__Exercise instructions__
Please return the lines of the data below exactly as they appear, starting at the line that contains "Locate sunlit rock" and ending at the line that contains "[1163,643,1344,896]", both included. Leave the pictures out of your answer.
+++ Excerpted data +++
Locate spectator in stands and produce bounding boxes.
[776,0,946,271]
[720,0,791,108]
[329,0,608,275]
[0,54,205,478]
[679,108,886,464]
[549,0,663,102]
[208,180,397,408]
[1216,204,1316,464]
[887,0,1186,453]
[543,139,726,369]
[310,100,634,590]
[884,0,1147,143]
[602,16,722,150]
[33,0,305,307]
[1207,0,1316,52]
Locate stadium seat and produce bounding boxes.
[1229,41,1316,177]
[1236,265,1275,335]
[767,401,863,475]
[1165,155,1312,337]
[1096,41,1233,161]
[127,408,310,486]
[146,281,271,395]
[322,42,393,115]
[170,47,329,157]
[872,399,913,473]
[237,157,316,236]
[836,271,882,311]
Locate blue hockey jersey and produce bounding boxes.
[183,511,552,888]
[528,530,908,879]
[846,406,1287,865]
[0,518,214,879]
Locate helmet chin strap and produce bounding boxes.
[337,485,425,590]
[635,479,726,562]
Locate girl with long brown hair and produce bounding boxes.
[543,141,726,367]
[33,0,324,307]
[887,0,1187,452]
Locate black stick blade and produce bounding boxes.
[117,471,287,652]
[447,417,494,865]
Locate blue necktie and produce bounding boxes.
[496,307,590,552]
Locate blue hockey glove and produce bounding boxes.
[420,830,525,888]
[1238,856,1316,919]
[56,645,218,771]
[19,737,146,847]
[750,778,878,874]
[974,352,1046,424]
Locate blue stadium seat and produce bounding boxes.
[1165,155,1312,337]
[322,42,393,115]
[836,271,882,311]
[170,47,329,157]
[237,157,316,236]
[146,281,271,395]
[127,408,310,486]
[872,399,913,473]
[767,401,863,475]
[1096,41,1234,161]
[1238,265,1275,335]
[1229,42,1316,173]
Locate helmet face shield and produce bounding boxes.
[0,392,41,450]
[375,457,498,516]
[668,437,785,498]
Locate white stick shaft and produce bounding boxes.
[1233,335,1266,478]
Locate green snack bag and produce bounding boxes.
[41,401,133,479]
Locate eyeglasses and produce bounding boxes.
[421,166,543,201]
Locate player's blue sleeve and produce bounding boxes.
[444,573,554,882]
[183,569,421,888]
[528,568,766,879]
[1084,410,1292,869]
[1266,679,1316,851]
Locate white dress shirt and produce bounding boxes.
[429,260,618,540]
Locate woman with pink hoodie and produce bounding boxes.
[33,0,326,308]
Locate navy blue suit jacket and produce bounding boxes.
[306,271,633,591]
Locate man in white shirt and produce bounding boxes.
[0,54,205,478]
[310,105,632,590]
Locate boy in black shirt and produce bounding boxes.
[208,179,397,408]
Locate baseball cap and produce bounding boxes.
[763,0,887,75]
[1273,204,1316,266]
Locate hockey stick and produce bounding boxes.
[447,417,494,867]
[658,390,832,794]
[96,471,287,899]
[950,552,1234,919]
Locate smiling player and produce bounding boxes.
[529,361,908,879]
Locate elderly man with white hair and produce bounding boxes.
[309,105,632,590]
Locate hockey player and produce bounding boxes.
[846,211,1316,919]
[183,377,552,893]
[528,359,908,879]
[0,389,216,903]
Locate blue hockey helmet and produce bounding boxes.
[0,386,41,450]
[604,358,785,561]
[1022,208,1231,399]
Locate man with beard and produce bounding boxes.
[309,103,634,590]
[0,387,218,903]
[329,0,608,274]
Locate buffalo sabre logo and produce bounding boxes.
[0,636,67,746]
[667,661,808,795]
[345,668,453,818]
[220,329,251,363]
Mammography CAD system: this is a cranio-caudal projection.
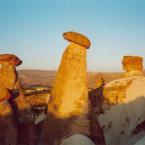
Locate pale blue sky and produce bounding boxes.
[0,0,145,71]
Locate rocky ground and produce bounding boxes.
[19,70,145,145]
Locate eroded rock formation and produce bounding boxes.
[0,54,34,145]
[42,32,103,145]
[122,56,143,77]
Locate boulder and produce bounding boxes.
[0,54,22,66]
[122,56,143,72]
[63,31,91,49]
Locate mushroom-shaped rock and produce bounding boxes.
[0,54,22,66]
[42,32,90,145]
[122,56,143,72]
[63,31,91,49]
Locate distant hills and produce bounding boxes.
[18,69,145,88]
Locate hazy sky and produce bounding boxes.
[0,0,145,71]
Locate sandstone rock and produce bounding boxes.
[0,54,34,145]
[61,134,95,145]
[0,62,17,90]
[42,34,90,145]
[103,77,137,105]
[0,88,11,102]
[122,56,143,72]
[0,54,22,66]
[63,31,91,48]
[48,43,88,118]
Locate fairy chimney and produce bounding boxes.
[42,32,90,145]
[0,54,34,145]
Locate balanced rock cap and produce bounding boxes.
[122,56,143,71]
[0,54,22,66]
[63,31,91,49]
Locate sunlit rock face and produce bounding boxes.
[63,31,91,49]
[48,43,88,118]
[122,56,143,77]
[42,32,90,145]
[0,54,34,145]
[98,64,145,145]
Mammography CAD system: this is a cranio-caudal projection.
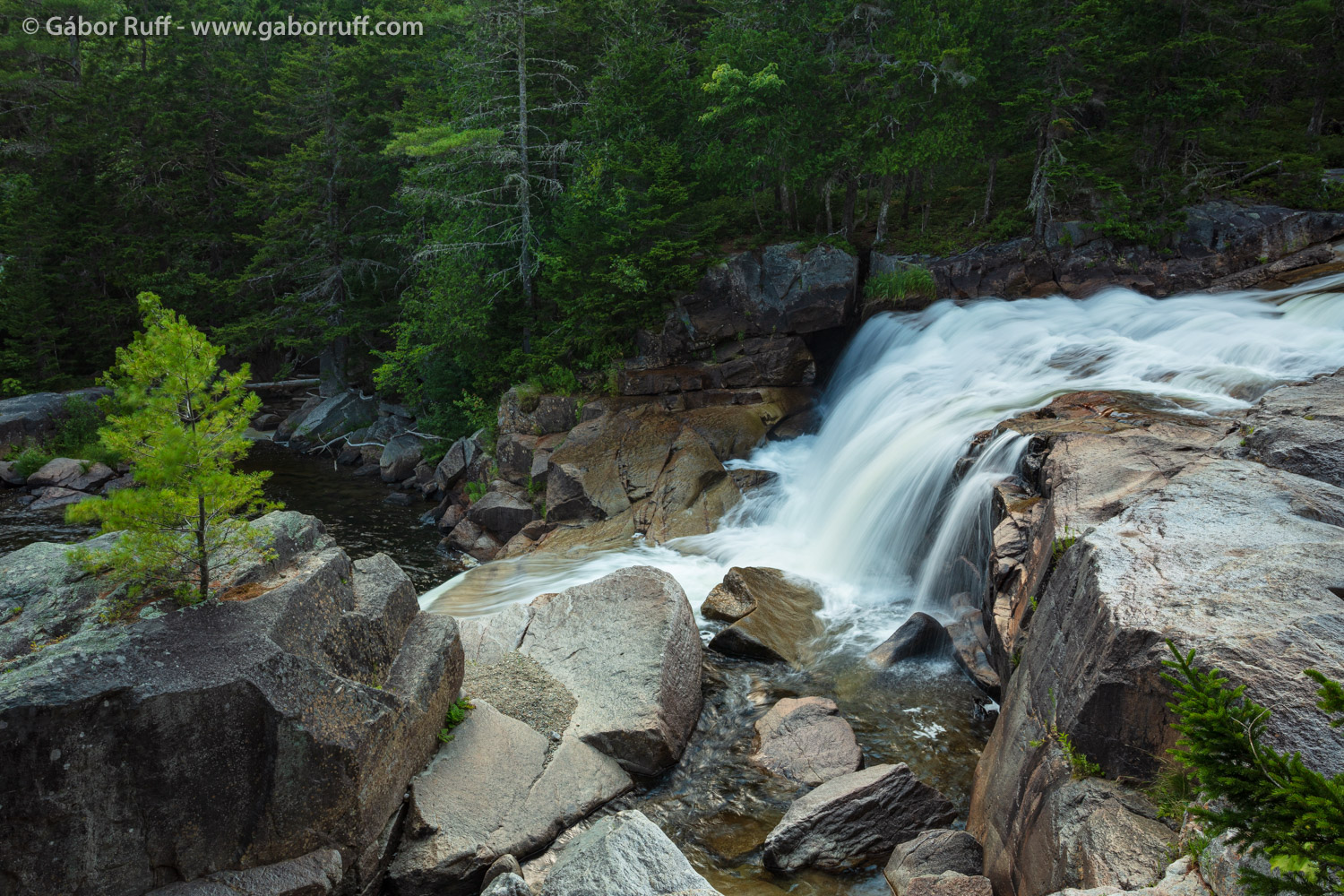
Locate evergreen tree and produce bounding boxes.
[1163,645,1344,896]
[66,293,277,603]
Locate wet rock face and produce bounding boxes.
[868,611,952,667]
[679,243,859,344]
[968,375,1344,896]
[883,831,988,896]
[540,810,719,896]
[150,849,343,896]
[871,202,1344,298]
[710,567,823,667]
[389,700,633,896]
[1242,372,1344,487]
[274,392,376,448]
[0,513,462,895]
[701,567,757,622]
[378,433,425,482]
[546,406,769,541]
[763,763,957,872]
[752,697,863,788]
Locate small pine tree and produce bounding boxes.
[66,293,279,603]
[1163,643,1344,896]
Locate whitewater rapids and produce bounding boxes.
[421,275,1344,646]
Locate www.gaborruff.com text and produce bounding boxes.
[23,14,425,40]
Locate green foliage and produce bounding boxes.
[1148,756,1199,823]
[10,444,56,478]
[865,266,938,305]
[1029,689,1107,780]
[1164,642,1344,896]
[1050,522,1080,564]
[66,293,277,602]
[438,697,476,743]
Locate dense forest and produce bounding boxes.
[0,0,1344,433]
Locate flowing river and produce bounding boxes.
[0,275,1344,896]
[421,275,1344,896]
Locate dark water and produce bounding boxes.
[239,442,462,591]
[0,441,461,591]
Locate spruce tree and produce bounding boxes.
[66,293,279,603]
[1163,645,1344,896]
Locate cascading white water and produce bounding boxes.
[421,275,1344,641]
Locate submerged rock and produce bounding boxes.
[882,831,989,896]
[539,810,720,896]
[701,567,755,622]
[763,763,957,872]
[710,567,824,667]
[481,863,532,896]
[868,610,952,667]
[752,697,863,788]
[150,849,343,896]
[378,433,425,482]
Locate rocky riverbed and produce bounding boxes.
[0,208,1344,896]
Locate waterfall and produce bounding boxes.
[421,275,1344,640]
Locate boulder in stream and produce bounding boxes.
[710,567,823,667]
[467,492,537,541]
[701,567,755,622]
[882,831,988,896]
[378,433,425,482]
[387,700,633,896]
[868,610,952,667]
[519,567,702,775]
[539,810,720,896]
[763,763,957,872]
[752,697,863,788]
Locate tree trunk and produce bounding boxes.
[919,165,933,234]
[1027,125,1053,242]
[900,168,916,227]
[518,0,532,355]
[193,491,210,600]
[1306,94,1325,137]
[843,176,859,242]
[873,175,892,248]
[822,177,836,237]
[317,336,349,398]
[984,156,999,224]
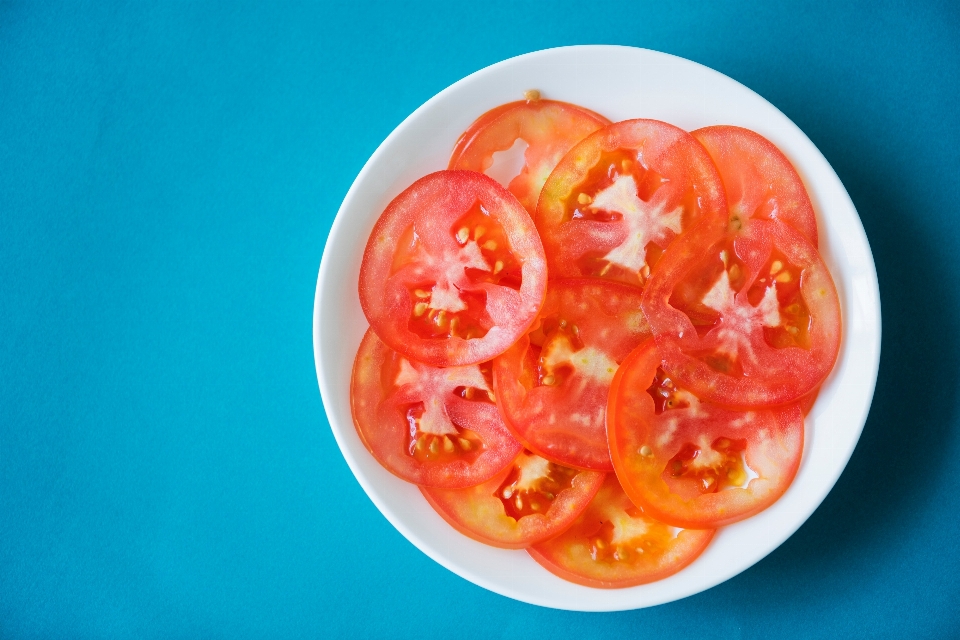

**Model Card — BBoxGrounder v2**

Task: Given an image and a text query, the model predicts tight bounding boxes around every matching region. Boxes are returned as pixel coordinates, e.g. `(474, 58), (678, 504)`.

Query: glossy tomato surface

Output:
(536, 120), (727, 286)
(643, 218), (841, 406)
(420, 451), (604, 549)
(527, 474), (714, 589)
(494, 278), (651, 471)
(691, 125), (817, 246)
(350, 330), (522, 488)
(607, 340), (803, 529)
(360, 171), (546, 366)
(449, 99), (610, 215)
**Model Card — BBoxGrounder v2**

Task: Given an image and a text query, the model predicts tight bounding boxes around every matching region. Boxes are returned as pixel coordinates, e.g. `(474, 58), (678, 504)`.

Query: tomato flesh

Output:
(420, 452), (604, 549)
(607, 340), (803, 529)
(494, 278), (651, 471)
(527, 474), (714, 589)
(360, 171), (546, 366)
(350, 331), (521, 488)
(643, 218), (841, 406)
(691, 125), (817, 246)
(536, 120), (726, 287)
(449, 100), (610, 215)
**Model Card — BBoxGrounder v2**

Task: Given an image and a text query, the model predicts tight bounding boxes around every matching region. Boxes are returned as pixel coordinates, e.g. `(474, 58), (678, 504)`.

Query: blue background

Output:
(0, 0), (960, 638)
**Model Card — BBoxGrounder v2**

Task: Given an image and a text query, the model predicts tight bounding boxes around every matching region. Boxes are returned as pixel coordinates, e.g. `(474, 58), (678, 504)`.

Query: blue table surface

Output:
(0, 0), (960, 638)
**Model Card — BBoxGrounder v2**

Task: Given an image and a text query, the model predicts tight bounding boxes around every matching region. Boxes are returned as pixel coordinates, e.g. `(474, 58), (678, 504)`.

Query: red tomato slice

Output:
(536, 120), (727, 286)
(607, 340), (803, 529)
(350, 331), (522, 489)
(643, 218), (841, 406)
(691, 125), (817, 246)
(449, 100), (610, 215)
(360, 171), (546, 366)
(527, 474), (714, 589)
(420, 452), (605, 549)
(493, 278), (651, 471)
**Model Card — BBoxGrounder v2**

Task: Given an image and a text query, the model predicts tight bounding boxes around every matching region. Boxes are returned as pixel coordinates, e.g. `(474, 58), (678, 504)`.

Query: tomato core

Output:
(494, 452), (580, 520)
(588, 506), (676, 564)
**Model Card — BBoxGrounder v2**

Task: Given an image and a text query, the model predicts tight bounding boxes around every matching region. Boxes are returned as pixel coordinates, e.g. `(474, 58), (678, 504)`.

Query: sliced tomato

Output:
(607, 340), (803, 529)
(536, 120), (727, 286)
(350, 331), (522, 488)
(643, 218), (841, 406)
(420, 451), (604, 549)
(527, 474), (714, 589)
(449, 100), (610, 215)
(493, 278), (651, 471)
(691, 125), (817, 246)
(360, 171), (546, 366)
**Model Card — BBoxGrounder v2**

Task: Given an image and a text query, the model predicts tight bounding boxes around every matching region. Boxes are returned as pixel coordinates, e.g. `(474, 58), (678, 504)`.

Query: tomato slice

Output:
(691, 125), (817, 246)
(420, 451), (605, 549)
(643, 218), (841, 406)
(527, 473), (714, 589)
(493, 278), (651, 471)
(607, 340), (803, 529)
(449, 100), (610, 215)
(536, 120), (727, 286)
(350, 331), (522, 489)
(360, 171), (547, 366)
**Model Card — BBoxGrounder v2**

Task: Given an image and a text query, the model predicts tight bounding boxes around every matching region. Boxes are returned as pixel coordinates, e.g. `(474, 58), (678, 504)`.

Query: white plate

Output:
(313, 46), (880, 611)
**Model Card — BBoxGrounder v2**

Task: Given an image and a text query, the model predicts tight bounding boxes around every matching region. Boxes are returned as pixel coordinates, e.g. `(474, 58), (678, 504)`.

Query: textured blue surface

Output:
(0, 0), (960, 638)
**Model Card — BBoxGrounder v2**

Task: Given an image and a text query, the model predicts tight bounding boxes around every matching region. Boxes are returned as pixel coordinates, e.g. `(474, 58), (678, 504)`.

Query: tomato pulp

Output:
(691, 125), (817, 246)
(350, 331), (521, 488)
(493, 278), (651, 471)
(536, 120), (727, 286)
(607, 340), (803, 529)
(643, 218), (841, 406)
(360, 171), (546, 366)
(449, 99), (610, 215)
(420, 452), (604, 549)
(527, 474), (714, 589)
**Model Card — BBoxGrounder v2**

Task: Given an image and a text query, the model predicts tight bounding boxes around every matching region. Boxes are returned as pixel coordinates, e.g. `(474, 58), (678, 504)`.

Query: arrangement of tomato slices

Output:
(351, 91), (841, 588)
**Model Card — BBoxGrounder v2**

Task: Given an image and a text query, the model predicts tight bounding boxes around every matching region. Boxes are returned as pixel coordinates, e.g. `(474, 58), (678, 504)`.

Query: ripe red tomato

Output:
(527, 474), (714, 589)
(643, 218), (841, 406)
(350, 331), (522, 489)
(420, 452), (604, 549)
(691, 125), (817, 246)
(449, 100), (610, 215)
(536, 120), (727, 286)
(493, 278), (651, 471)
(360, 171), (546, 366)
(607, 340), (803, 529)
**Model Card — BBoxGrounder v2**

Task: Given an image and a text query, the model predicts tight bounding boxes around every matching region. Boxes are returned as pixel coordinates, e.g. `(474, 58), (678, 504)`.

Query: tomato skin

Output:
(359, 171), (546, 367)
(350, 330), (521, 489)
(607, 340), (804, 529)
(420, 450), (605, 549)
(527, 474), (714, 589)
(448, 100), (610, 216)
(691, 125), (817, 247)
(493, 278), (652, 471)
(643, 218), (842, 407)
(536, 120), (727, 287)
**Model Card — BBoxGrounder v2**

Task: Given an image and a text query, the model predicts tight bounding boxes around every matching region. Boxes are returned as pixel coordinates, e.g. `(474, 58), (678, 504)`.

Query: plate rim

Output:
(312, 45), (882, 611)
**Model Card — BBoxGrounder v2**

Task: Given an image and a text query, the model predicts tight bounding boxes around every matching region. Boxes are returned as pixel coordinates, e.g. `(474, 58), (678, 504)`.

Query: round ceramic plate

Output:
(313, 46), (880, 611)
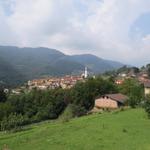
+++
__Correct result__
Locate sunlit rock face and produce bounding boxes.
[63,31,91,49]
[48,43,88,118]
[122,56,143,77]
[42,32,90,145]
[0,54,34,145]
[98,64,145,145]
Mammography CAD system: this is a cranio-caudal projection.
Locate evergreen tree and produce bounding boxes.
[1163,645,1344,896]
[66,293,277,603]
Locate wet rock face and produce bounding boxes.
[868,611,952,667]
[679,243,859,344]
[968,375,1344,896]
[883,831,988,896]
[540,810,719,896]
[150,849,343,896]
[871,202,1344,298]
[710,567,823,667]
[389,700,633,896]
[1242,372,1344,487]
[274,392,376,448]
[0,513,462,895]
[701,567,757,622]
[378,433,425,482]
[546,406,769,541]
[763,763,957,872]
[752,697,863,788]
Locate small pine tree and produce bounding boxes.
[66,293,279,603]
[1163,643,1344,896]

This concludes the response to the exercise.